- Request -
Show each line of the records below that contains the word "bare", copying those lines in full. Case counts.

======== Provided entries ========

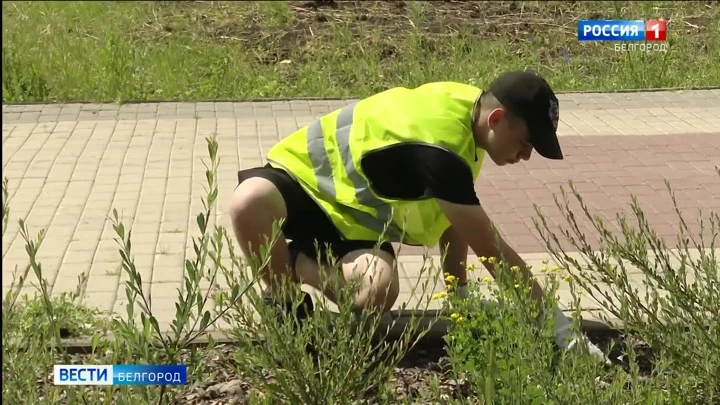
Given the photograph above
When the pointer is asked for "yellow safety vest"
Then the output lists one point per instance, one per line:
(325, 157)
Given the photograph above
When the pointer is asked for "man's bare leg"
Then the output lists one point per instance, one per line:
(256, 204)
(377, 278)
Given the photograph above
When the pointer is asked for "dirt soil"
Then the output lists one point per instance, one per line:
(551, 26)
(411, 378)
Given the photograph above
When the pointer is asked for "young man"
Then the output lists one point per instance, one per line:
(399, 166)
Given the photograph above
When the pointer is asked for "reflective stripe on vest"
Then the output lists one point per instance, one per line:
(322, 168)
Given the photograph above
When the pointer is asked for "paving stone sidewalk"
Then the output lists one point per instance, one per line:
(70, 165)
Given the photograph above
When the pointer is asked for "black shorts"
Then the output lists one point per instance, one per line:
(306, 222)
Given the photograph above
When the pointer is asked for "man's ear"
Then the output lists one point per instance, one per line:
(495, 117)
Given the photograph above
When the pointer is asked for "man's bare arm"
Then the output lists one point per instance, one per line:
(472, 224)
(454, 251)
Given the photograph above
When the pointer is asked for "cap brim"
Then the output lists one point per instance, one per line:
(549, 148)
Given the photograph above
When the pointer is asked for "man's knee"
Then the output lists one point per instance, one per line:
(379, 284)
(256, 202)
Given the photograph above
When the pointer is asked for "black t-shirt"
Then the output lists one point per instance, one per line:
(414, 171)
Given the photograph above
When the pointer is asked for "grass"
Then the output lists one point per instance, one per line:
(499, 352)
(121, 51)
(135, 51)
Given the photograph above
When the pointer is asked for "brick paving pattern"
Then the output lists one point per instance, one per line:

========
======== Provided entries ========

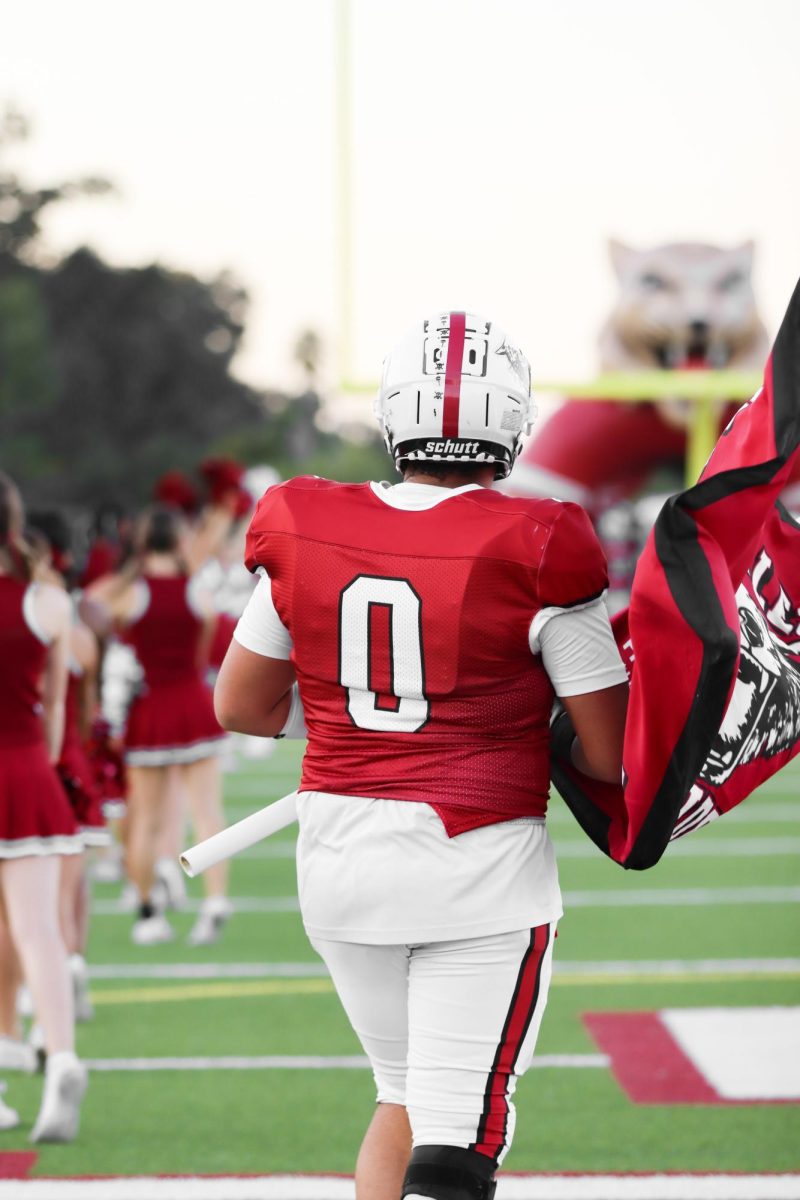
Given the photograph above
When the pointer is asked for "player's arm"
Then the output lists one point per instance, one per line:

========
======== Provided entries ========

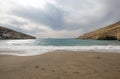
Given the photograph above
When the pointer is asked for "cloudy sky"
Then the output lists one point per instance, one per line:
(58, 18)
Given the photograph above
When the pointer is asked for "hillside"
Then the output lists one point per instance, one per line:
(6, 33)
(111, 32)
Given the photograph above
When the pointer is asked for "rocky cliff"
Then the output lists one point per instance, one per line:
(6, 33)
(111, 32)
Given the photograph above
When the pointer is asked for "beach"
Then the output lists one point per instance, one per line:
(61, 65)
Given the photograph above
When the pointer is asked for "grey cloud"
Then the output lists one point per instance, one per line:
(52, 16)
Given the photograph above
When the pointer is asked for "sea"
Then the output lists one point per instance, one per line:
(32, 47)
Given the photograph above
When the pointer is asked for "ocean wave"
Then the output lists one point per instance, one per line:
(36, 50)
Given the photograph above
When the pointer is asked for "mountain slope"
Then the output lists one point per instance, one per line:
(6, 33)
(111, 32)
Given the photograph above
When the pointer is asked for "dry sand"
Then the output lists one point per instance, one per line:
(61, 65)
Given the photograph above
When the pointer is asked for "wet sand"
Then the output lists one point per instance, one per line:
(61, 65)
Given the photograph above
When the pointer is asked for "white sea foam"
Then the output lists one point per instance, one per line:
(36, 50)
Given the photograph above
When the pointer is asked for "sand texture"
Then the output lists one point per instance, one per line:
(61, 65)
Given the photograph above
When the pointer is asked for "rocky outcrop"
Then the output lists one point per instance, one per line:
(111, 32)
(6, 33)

========

- Solution -
When the pointer is asked for "man's bare leg"
When the pointer is asked for "man's bare arm"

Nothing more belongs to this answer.